Forgetting Huwebes Santo
Huwebes Santo is a day when the Church puts aside all of its mourning. The cross is veiled in white, and the altar is brightly decorated. Everyone rejoices for the institution of the Holy Eucharist at the Last Supper. However, most of us will probably never know that as we are far too preoccupied with our summer plans to remember that the Maundy Thursday Mass starts at 4:00 a.m.
Most of us probably know the story of how we had somehow overslept last year or how we were probably ‘inconveniently’ sick the year before that but this year let us enlighten ourselves of what we will be missing and of what we might not know about this day.
For starters, today is a holiday. No, it is not because on summer vacation everyday is a holiday but because Republic Act No. 9492 Sec. 26, otherwise known as An Act Rationalizing the Celebration of National Holidays, lists Huwebes Santo as an observed regular holiday and because Presidential Proclamation 655 which declares the regular holidays, special (non-working) holidays, and special holiday (for all schools) for the year 2014 has declared it as a holiday. The big idea behind Huwebes Santo being a holiday is that establishments are expected to lock the front door and raise the red lines. There will be no such thing as mall-hopping for this day.
Another thing, Huwebes Santomarks the beginning of the Easter Triduum. The Easter Triduum, Three Days or Paschal Triduum is a celebration of Christ’s passion, death and resurrection and is considered to be the most important time of the church year. The celebration commences with the Maundy Thursday’s Mass of the Lord’s Supper and continues throughout Good Friday and Black Saturday with the celebration of the Passion of the Lord and climaxes and ends on Sunday’s Easter Vigil. As Fr. Jun Mercado Omi describes, “Paschal Triduum is the very core of our Christian faith, proclamation and witnessing. It is a celebration very much akin to ‘three-in-one’ coffee. They all go together, and we cannot be choosy which one to attend and which one to miss.”Today, the Chrism Mass is celebrated. This morning, as we were so aptly snoring on our beds, the priests, deacons, and representatives of the entire diocesan community have already gathered with their bishop to celebrate this Holy Mass. As we continued to put our alarm clocks on snooze, the bishop has blessed the three oils that will be used in the administration of the sacraments in the diocese year. The oil of catechumens will be for the adult catechumens and infants; catechumens are new converts to Christianity who are being taught the principles of Christianity by a catechist. There is also the oil of the sick will be used in anointing the sick and the holy oil of chrism that will be for the sacraments of baptism, confirmation, the ordination of the priest and the consecration of altars. All three are basically olive oils. For pastoral reasons, however, another vegetable oil and perfume maybe used.
Later on, the assembly will have renewed their baptismal promises, their vows of obedience to the bishop, and their continuous commitment to serve God’s people while we try to pretend that the sunlight hasn’t been glaring past our windows in the last hour. By the time we finally decide to drag ourselves out of bed, we might as well thank ourselves for deciding not to have taken the path of the clergyman. In such cases, we have already missed one of the most important and solemn liturgies of the church; that is, if we actually passed the trials of priesthood. Our priests become actors who will most probably be the Jesus’ washing his apostles’ feet. However, for us to see it, we must first admit ourselves to the Holy Mass wherein the washing of feet is a part of.

###

• _Exercise 1_
In the piece on Huwebes Santo, what three oils does the bishop bless at the Chrism Mass?
• _Exercise 2_
Pick up the Huwebes Santo piece right after its final sentence and write the next part.

• _Provided material_
###

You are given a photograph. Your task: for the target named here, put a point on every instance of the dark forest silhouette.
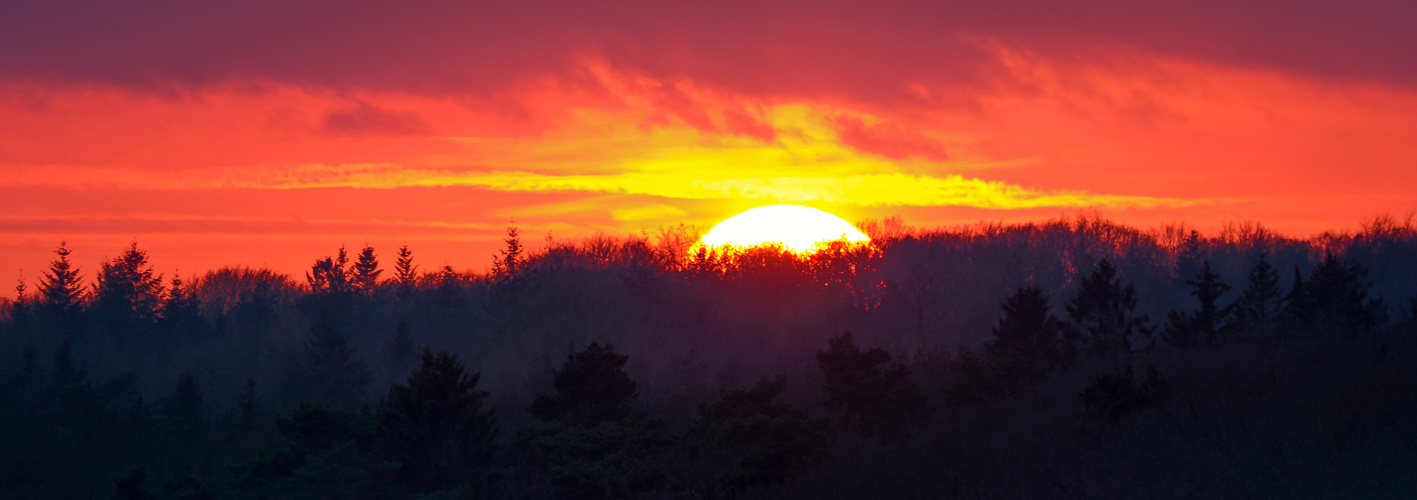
(1067, 359)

###

• _Final answer 1_
The oil of catechumens, the oil of the sick, and the holy oil of chrism.

• _Final answer 2_
The last Mass before Easter, celebrated every year on the third Thursday of the month of April, is the Mass of the Institution of the Lord’s Supper. It is celebrated in the late afternoon or in the evening. It recalls to mind the Last Supper, reminiscing the night that Jesus was betrayed by his own disciple – Judas. Not only that, it showed Jesus’ love for his people as he gave his metaphorical body and blood to them in the form of bread and wine.
Given that we did wake up early and that we did pay attention to the service, we would be able to notice the emphasis on three aspects of the Mass: the Institution of the Eucharist, the Institution of Priesthood, and Christ’s command for brotherly love. As customary, the bells will be rung during the singing of the ‘Gloria’ but are to remain silent until the same song on the Easter Vigil. The highlight today will be the re-enactment of Jesus’ washing of his apostles’ feet; the only reason why you might have wanted to attend church. On a more serious note, this represents the service and charity of Christ who came not to be served but to serve.
Jesus gave a new commandment on this day, several hundred years ago. Ever wondered why Maundy tags along with today’s Thursday? Maundy – not to be mistaken with Monday as that would confuse children – is derived from the Latin word ‘mandatum’ which can be translated as ‘commandment’ in living language. What exactly is its significance? It was in this day that Christ told his disciples, “A new commandment I give you: love one another as I have loved you.”(Jn 13:34)
However, as we log in our social media accounts, people may have already flooded our newsfeeds with all their selfies with the different churches and cathedrals they’ve visited. Let us brace ourselves! But today’s technology and people makesthis hardly unexpected. Many of us will start doing our Visita Iglesia.
For the record, Visita Iglesia is a Spanish term that means “the church visit”. It is an age-old tradition which traces back to the Apostolic Age that has become a devout Roman Catholic Lenten custom in which Christians are encouraged to visit seven churches or religious sites. The general practice during these visits is to recite the Stations of the Cross while in the vicinity. The religious few often go for fourteen churches while the elderly visit one. However, it was during the 1970s that people begun to recite all fourteen stations in one church. Since the Philippines is a home of such religious people, it will not be much of a surprise to see some devout to carry a cross from one church to another. But today is a test of how much of a Catholic we really are. Really, we should have taken some time to shower, go to mass, and visited churches.